TASK ITEM
When you reach a picture, skip it, and retype every line below exactly.

Dataset entries:
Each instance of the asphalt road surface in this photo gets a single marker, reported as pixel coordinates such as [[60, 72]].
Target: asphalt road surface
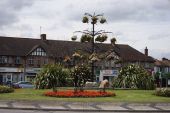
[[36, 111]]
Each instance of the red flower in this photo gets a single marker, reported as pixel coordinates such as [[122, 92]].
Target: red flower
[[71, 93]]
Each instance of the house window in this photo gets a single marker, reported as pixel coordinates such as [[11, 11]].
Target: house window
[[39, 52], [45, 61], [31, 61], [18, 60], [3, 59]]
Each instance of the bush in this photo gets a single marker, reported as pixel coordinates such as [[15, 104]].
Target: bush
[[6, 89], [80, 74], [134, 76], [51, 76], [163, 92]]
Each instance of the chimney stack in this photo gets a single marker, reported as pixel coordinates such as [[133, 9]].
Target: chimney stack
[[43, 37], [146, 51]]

REPLY TO THE EXERCISE
Each instance of the asphalt road surface in this photo gets a single marker, reported as pixel coordinates such as [[60, 72]].
Target: asphalt road surface
[[36, 111]]
Each instance of the red flower in this photo gets a single marker, reported as pixel coordinates such as [[122, 92]].
Target: red flower
[[71, 93]]
Each instance of the house window in this photo gets a single marker, reported as pixel coordinates such as [[11, 11]].
Target: house window
[[39, 52], [45, 61], [31, 61], [18, 60], [3, 59]]
Each instance of the bush in this photo gets a single marker, reported as pixel coordinates such as [[15, 104]].
Target: bush
[[6, 89], [80, 74], [134, 76], [51, 76], [163, 92]]
Each instance of the chimney stack in this photo gets a single marker, reported as pixel coordinates such as [[133, 9]].
Target: chimney stack
[[43, 37], [146, 51]]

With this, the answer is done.